# Bloc de texte
Tramways, bus, trolleybus… Depuis plus de 50 ans, les bénévoles de l’association l’Amitram, basée à Marquette-lez-Lille, restaurent un patrimoine mécanique avec passion. Exceptionnellement, ils nous ont ouvert les portes de leurs ateliers pour nous faire voyager dans le temps.

Entre les allées, dans le hangar de l'association l'Amitram

Comme des gamins ! C’est dans cet état d’esprit que l’on entre dans l’immense hangar pourtant bien caché à Marquette-lez-Lille. Ici, des dizaines de trams et bus d’époque ont été recueillis, tels de vieux animaux de compagnie abandonnés par leurs maîtres. Trop vieux pour transporter dignement les voyageurs, ils attendent patiemment leur tour pour, peut-être un jour, bénéficier d’une rénovation minutieuse par les bénévoles de l’association l’Amitram (Association du Musée International des Transports Métropolitains).

 

Son président, Christophe Meurisse, nous accueille humblement avec deux de ses compagnons. Les trams, il les connaît bien : "Dans mon univers familial à Tourcoing, j'avais un grand-père conducteur de tramway et l'autre garagiste automobile. Autant dire que j’étais prédisposé à entrer dans l’association !" Depuis 2006, aux côtés d’une centaine d’autres bénévoles, il donne de son temps pour faire renaître ces belles machines.

# Données affichées
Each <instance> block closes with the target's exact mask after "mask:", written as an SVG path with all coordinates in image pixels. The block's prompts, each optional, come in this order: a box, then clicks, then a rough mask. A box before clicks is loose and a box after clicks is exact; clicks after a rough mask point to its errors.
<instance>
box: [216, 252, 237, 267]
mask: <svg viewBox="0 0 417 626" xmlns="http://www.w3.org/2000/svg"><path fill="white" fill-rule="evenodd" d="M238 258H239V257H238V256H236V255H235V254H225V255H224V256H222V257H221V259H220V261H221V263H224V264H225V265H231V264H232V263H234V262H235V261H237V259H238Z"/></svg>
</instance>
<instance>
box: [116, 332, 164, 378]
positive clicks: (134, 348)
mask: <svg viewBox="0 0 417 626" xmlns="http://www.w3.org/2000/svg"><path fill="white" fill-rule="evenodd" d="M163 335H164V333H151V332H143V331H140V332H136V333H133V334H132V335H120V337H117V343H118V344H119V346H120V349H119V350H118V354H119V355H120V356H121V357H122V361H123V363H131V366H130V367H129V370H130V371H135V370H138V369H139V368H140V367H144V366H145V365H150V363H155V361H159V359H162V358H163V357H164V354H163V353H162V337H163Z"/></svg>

# Consigne A
D'après le texte sur l'Amitram, depuis quelle année Christophe Meurisse donne-t-il de son temps à l'association ?
# Consigne B
Recopiez à l'identique le passage du texte sur l'Amitram qui va de « Entre les allées, dans » à « des Transports Métropolitains). ».

# Zone de réponse A
Depuis 2006.

# Zone de réponse B
Entre les allées, dans le hangar de l'association l'Amitram

Comme des gamins ! C’est dans cet état d’esprit que l’on entre dans l’immense hangar pourtant bien caché à Marquette-lez-Lille. Ici, des dizaines de trams et bus d’époque ont été recueillis, tels de vieux animaux de compagnie abandonnés par leurs maîtres. Trop vieux pour transporter dignement les voyageurs, ils attendent patiemment leur tour pour, peut-être un jour, bénéficier d’une rénovation minutieuse par les bénévoles de l’association l’Amitram (Association du Musée International des Transports Métropolitains).